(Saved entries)

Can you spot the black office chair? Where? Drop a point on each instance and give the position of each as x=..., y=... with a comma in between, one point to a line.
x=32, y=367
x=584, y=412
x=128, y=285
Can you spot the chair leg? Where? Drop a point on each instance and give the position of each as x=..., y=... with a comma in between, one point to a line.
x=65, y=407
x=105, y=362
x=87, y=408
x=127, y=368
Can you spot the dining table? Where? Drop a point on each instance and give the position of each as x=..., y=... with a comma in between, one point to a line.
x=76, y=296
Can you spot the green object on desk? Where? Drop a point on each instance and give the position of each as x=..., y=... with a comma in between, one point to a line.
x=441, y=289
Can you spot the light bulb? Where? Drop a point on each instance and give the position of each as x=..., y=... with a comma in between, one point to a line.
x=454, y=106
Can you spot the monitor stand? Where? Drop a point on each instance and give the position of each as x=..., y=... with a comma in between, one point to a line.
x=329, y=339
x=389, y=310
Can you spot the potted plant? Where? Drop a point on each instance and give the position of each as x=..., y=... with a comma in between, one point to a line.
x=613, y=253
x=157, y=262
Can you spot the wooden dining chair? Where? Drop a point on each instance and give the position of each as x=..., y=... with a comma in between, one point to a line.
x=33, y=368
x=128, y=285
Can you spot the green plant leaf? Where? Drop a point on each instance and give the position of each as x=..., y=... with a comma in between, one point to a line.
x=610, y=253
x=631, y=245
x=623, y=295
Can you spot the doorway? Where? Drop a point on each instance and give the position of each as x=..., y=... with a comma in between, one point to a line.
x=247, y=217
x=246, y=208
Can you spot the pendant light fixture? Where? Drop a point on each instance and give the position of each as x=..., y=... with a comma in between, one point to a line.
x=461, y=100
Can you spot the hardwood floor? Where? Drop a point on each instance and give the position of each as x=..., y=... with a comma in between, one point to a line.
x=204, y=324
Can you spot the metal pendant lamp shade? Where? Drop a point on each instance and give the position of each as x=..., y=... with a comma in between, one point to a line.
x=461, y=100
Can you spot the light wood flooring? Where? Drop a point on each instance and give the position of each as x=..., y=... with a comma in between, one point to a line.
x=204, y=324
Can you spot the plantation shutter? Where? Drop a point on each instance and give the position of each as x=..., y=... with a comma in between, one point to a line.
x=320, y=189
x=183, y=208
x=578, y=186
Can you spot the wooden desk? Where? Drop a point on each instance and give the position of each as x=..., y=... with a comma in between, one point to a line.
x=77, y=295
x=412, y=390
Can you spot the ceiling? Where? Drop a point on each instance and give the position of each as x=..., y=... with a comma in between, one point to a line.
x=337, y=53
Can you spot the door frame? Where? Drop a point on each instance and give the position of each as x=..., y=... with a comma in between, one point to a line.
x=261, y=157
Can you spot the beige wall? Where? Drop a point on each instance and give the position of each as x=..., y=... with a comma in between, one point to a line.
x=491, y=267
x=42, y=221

» **Task details**:
All the entries above must be repeated exactly as they were given.

» **Written reply**:
Can you spot the black office chair? Where? Drop a point on each instance and give the position of each as x=..., y=... with a comma in between, one point to a line.
x=32, y=367
x=584, y=412
x=128, y=285
Can you spot the chair leg? Where? Drop a point on each instance and give the position of each as x=..., y=... with a comma in between, one point to a line.
x=65, y=407
x=105, y=362
x=87, y=408
x=127, y=368
Can you spot the dining table? Where? Drop a point on each instance and give the position of each as x=..., y=... with a comma in between, one point to a line.
x=76, y=296
Can you spot the green object on desk? Where? Drop a point on each instance and give the position of each as x=..., y=... with a comma in between, one point to a line.
x=441, y=289
Can you spot the light bulb? Where? Drop a point on each instance and give the position of each as x=..., y=... with a comma in between, one point to a line.
x=454, y=106
Can you spot the monitor stand? Where? Drop a point on each instance and give the position of each as x=..., y=... with a comma in between, one point to a line.
x=329, y=339
x=389, y=310
Can you spot the potted plant? Where? Drop a point on each instance and give the position of each as x=..., y=... with a comma in between, one point to a line.
x=613, y=253
x=157, y=262
Can you spot the wooden dining chair? Where? Drop a point on each instance and give the position of each as x=..., y=... with a comma in between, one point to a line.
x=33, y=368
x=128, y=285
Can you spot the green plant leaf? Where? Drop a point on each instance and give the position of each as x=..., y=... with a comma in between, one point to a line.
x=610, y=253
x=631, y=245
x=623, y=295
Can you spot the doorway? Where? Drop a point on each instance and give the position of each as x=..., y=... with a comma in between, one point to a line.
x=247, y=217
x=246, y=208
Can you spot the pendant light fixture? Where? Drop a point on each instance and give the position of each as x=..., y=... with a comma in between, one point to a line.
x=461, y=100
Can you spot the hardwood floor? Where? Drop a point on each instance and give the position of each as x=..., y=... with a comma in between, one point to a line.
x=204, y=324
Can you spot the metal pendant lamp shade? Where? Drop a point on each instance and give the position of each as x=..., y=... with a comma in between, one point to a line.
x=461, y=100
Can you spot the light wood flooring? Where? Drop a point on each instance and give the position of each as x=..., y=... with a comma in between, one point to a line.
x=204, y=324
Can you spot the plantation shutter? Where? Drop a point on each instance and give the position of each as x=..., y=... with a comma in between, one point to a line.
x=320, y=189
x=183, y=208
x=578, y=186
Can you spot the wooden desk? Where? Drop a point on each instance and give the position of each as x=..., y=... with a comma in between, one point to a line.
x=77, y=295
x=412, y=390
Can you spot the ceiling? Where? Drop a point on each instance and give the position of each as x=..., y=... with a comma in between, one point to a line.
x=337, y=53
Can you spot the door frame? Where? Drop a point on each instance and give the position of each as x=..., y=... with a comma in between, one point to a line.
x=261, y=157
Can you spot the beige wall? Where? Drop a point on each instance and give the position of each as x=..., y=... with a comma in between, one point to a line.
x=491, y=267
x=42, y=221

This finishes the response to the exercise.